----- BRANO SCELTO
Quelli del “Club Vitogol”… Chimenti e gli altri, palleggi in Paradiso
In questi giorni di lutto per la famiglia rosanero, in tanti mi hanno chiesto l’origine della scelta dello pseudonimo con il quale da anni tedio, qui e altrove, chi mi legge. Restando ai miei idoli, forse avrei potuto scegliere “Stecco”, con cui condividevo ruolo in campo e giorno di nascita; oppure “Mudo”, l’ultimo amatissimo poeta di una stagione sfiorita troppo in fretta.
Avevo più o meno vent’anni negli anni in cui la Palermo rosanero, che conviveva meglio di adesso con quella strisciata, impazziva per le biciclette del vero Vitogol. Un’età in cui non sei più un ragazzino, ma non sei ancora uomo; l’età delle scelte che condizionano tutto il resto della vita. Non ancora oberato dagli impegni, con qualche chilo in meno e tanti capelli in più, passavo molto più tempo di quanto non avrei mai più fatto in futuro tra i campi del Circolo del Tennis, uno dei miei “luoghi del cuore”. Il posto in cui mio padre, nato nel 1923 e socio dal 1936, conobbe mia madre.
Allora come adesso, era consuetudine incontrarci al Circolo con gli altri consoci di fede rosanero, prendere un caffè insieme e passeggiare verso i nostri posti di Gradinata ingannando l’attesa della partita con discussioni calcistiche che spesso sfociavano in fiere“sciarre” pronte a esaurirsi al fischio d’inizio per poi riprendere, tali e quali, più o meno dopo due settimane. Fu così che maturammo l’idea di organizzare un po’ meglio il nostro sostegno alla squadra creando un club che, manco a dirlo, intitolammo al giocatore che più di ogni altro era capace di farci sognare l’agognato ritorno in Serie A. Tanta passione, quattro tamburi usati, uno striscione prodotto artigianalmente su uno scampolo di pezza rosa regalataci da un negoziante tifoso di Via Sant’Agostino, alcune ugole di pregio ed ecco il Club Vitogol.
Mio fratello Ciccio, l’altro mio fratello Gabriele, Maestro di Tennis e di vita che ci ha appena lasciati. E poi tanti altri illustri ex-ragazzi: Giorgio Matracia, figlio di Totino e fratello di Roberto, storici medici del Palermo; Daniele De Giovanni, ex consigliere di Romano Prodi; Biagio Bossone, dirigente della Banca Mondiale; Nino Di Matteo, in un tempo sereno in cui poteva ancora venire allo stadio con noi, piuttosto che andarci su un’auto blindata circondato da angeli custodi con la mitraglia. Infine, insieme ad altri che non cito per brevità, il sottoscritto, ‘ntisu “il Presidente del Club Vitogol”. Come avrei mai potuto scegliere un altro pseudonimo?
----------
----- DATI FORNITI
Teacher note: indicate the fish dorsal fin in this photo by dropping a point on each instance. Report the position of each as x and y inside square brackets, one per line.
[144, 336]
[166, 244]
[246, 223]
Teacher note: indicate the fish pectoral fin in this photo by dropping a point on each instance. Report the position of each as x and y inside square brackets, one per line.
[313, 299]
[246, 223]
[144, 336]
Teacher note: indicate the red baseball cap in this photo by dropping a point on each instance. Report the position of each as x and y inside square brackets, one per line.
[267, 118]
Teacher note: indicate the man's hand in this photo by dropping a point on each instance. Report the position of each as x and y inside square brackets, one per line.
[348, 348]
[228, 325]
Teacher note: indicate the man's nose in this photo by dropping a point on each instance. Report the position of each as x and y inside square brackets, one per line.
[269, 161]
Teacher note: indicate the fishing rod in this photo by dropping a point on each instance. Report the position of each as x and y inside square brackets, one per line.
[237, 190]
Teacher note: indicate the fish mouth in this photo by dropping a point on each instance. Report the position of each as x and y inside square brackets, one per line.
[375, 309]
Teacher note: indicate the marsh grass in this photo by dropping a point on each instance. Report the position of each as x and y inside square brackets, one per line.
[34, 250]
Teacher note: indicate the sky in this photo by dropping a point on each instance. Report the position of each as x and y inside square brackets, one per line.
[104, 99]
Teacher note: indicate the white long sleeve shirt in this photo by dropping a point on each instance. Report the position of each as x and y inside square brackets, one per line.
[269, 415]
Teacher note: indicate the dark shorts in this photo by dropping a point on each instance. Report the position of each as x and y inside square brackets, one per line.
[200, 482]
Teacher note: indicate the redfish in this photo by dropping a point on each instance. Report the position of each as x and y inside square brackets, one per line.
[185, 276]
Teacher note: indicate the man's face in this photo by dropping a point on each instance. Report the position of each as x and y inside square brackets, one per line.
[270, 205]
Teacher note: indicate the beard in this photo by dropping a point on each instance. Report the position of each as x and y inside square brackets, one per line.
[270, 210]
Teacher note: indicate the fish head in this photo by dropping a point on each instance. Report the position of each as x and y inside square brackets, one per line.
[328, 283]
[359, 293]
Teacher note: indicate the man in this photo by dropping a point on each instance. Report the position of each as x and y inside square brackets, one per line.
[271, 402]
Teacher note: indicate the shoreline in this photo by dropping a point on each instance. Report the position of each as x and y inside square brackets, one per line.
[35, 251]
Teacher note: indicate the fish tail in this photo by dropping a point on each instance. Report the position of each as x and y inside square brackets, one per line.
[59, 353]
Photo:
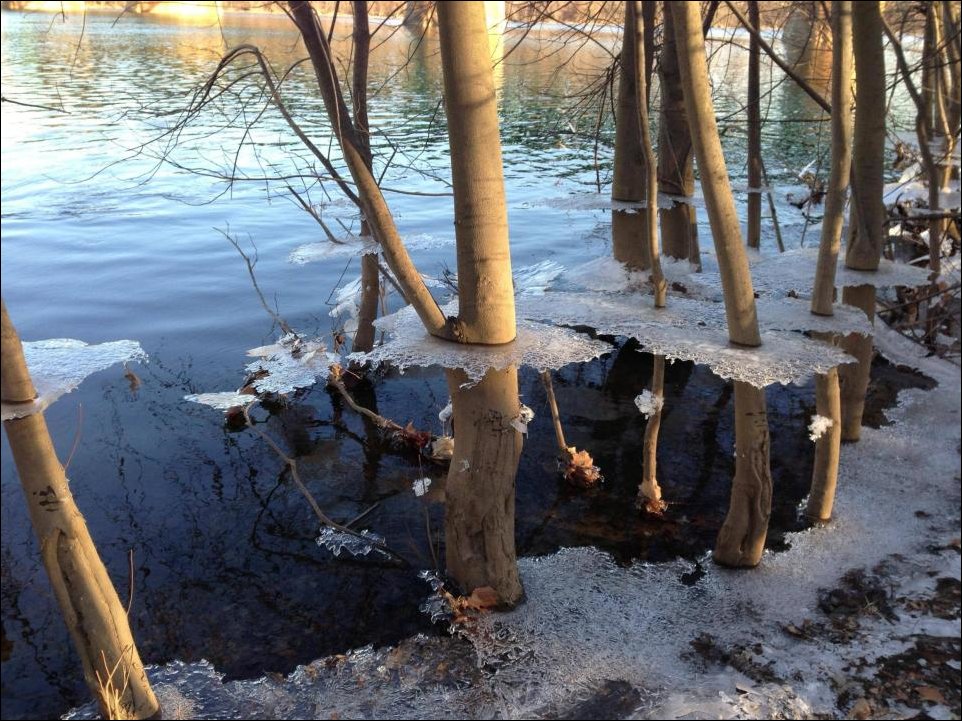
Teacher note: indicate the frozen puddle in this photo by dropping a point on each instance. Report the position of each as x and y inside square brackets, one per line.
[594, 637]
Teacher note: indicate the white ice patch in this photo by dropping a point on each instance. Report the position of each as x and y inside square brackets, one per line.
[582, 625]
[540, 346]
[57, 366]
[649, 404]
[695, 330]
[223, 401]
[520, 424]
[818, 426]
[421, 486]
[291, 363]
[361, 544]
[535, 279]
[354, 246]
[597, 201]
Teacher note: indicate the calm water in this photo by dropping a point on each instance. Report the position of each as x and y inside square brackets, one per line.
[226, 565]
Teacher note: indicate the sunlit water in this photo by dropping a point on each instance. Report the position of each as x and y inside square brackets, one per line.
[226, 564]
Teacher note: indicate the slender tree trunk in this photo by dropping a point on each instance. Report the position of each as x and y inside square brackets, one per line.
[828, 404]
[867, 215]
[479, 522]
[676, 176]
[373, 206]
[649, 492]
[742, 537]
[628, 182]
[88, 601]
[370, 280]
[754, 134]
[827, 393]
[642, 75]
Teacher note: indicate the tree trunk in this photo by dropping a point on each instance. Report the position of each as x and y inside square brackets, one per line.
[485, 290]
[754, 134]
[370, 280]
[827, 399]
[89, 603]
[479, 522]
[373, 206]
[867, 215]
[676, 176]
[642, 74]
[628, 182]
[828, 404]
[742, 538]
[854, 377]
[649, 492]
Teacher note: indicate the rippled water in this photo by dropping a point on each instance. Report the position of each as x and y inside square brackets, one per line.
[95, 249]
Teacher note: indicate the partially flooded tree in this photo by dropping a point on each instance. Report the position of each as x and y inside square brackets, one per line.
[479, 517]
[676, 176]
[628, 181]
[827, 393]
[867, 214]
[741, 540]
[95, 618]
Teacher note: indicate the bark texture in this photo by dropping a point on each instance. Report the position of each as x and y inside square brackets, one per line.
[742, 537]
[628, 181]
[479, 520]
[485, 291]
[95, 618]
[479, 513]
[828, 404]
[676, 176]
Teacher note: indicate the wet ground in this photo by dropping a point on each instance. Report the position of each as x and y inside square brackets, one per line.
[236, 577]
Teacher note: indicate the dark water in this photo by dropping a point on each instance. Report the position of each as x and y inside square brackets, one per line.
[226, 567]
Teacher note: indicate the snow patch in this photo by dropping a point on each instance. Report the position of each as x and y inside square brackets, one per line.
[58, 365]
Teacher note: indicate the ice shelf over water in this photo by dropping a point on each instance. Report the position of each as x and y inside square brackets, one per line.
[57, 366]
[696, 330]
[589, 623]
[355, 246]
[537, 345]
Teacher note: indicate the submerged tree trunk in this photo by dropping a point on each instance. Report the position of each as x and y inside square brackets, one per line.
[88, 601]
[827, 392]
[742, 537]
[370, 280]
[628, 182]
[479, 521]
[649, 492]
[754, 133]
[676, 176]
[867, 215]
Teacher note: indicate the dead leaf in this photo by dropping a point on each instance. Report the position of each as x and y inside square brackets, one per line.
[930, 694]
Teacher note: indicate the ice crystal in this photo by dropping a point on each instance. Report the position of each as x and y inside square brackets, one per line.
[695, 330]
[537, 345]
[291, 363]
[362, 543]
[57, 366]
[355, 246]
[818, 426]
[223, 401]
[421, 486]
[648, 403]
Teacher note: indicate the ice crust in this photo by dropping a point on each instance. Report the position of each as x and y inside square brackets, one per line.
[222, 401]
[588, 620]
[695, 330]
[291, 363]
[58, 365]
[538, 345]
[363, 544]
[354, 246]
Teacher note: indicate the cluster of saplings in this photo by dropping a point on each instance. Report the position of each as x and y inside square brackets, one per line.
[479, 492]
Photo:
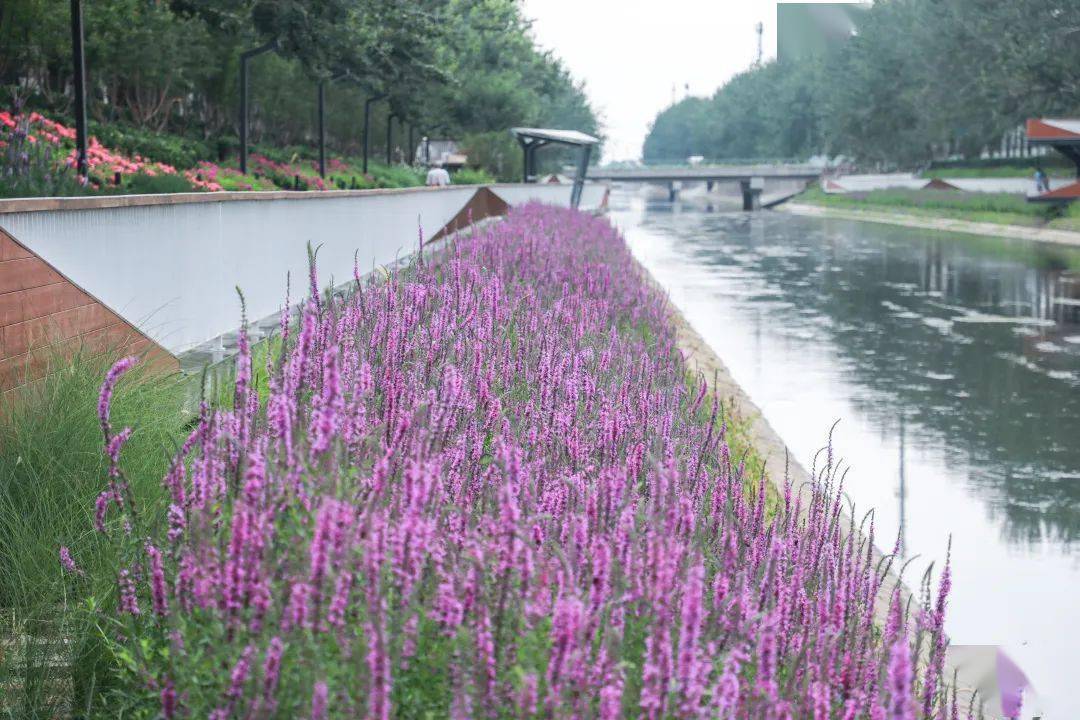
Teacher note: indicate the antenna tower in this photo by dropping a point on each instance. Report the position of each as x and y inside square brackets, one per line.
[760, 30]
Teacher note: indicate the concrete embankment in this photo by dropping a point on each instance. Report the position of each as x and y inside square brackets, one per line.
[943, 223]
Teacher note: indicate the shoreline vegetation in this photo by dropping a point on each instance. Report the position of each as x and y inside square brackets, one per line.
[542, 508]
[1002, 209]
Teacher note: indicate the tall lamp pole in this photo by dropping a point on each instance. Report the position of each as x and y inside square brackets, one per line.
[245, 57]
[390, 134]
[322, 128]
[79, 59]
[367, 126]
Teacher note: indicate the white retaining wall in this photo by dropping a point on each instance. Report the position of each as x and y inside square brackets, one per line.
[172, 269]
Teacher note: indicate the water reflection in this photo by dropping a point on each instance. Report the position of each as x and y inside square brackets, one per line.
[954, 365]
[977, 341]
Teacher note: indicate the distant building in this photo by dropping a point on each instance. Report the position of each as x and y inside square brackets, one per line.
[445, 152]
[807, 29]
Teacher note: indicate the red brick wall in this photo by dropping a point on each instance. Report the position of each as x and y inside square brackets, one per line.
[43, 315]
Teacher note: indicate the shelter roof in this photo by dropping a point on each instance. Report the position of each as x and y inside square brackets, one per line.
[563, 136]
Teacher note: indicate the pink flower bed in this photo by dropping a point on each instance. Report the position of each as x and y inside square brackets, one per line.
[483, 488]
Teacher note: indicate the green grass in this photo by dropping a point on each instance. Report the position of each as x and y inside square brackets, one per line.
[51, 471]
[1003, 208]
[1052, 171]
[1069, 219]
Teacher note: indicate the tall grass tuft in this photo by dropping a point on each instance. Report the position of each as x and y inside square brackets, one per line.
[51, 470]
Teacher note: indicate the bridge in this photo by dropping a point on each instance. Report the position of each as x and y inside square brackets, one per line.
[750, 177]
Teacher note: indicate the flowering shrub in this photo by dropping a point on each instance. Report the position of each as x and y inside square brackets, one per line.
[482, 488]
[29, 166]
[104, 164]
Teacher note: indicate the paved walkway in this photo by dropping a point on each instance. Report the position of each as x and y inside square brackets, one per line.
[948, 225]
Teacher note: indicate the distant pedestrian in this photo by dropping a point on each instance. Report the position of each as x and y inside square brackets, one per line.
[437, 176]
[1041, 180]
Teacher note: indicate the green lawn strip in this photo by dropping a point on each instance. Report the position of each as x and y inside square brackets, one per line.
[1001, 208]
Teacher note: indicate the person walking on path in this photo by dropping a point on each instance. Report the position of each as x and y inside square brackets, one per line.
[437, 176]
[1041, 180]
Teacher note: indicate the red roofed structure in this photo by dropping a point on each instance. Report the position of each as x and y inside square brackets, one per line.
[1064, 136]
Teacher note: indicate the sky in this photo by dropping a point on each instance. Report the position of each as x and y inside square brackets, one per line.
[631, 53]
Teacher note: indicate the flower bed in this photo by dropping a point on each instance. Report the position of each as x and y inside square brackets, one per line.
[23, 134]
[484, 488]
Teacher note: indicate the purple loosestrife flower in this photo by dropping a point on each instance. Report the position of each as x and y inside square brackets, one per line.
[901, 703]
[271, 670]
[169, 701]
[496, 453]
[319, 701]
[129, 601]
[158, 589]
----------
### OBIETTIVO DELL'ESERCIZIO
Trascrivi il passo del brano sul Club Vitogol da "Avevo più o" fino a "conobbe mia madre." compreso, sostituendo "biciclette" con "rovesciate". Per svolgere il lavoro non occorre consultare le voci.

### RISPOSTA
Avevo più o meno vent’anni negli anni in cui la Palermo rosanero, che conviveva meglio di adesso con quella strisciata, impazziva per le rovesciate del vero Vitogol. Un’età in cui non sei più un ragazzino, ma non sei ancora uomo; l’età delle scelte che condizionano tutto il resto della vita. Non ancora oberato dagli impegni, con qualche chilo in meno e tanti capelli in più, passavo molto più tempo di quanto non avrei mai più fatto in futuro tra i campi del Circolo del Tennis, uno dei miei “luoghi del cuore”. Il posto in cui mio padre, nato nel 1923 e socio dal 1936, conobbe mia madre.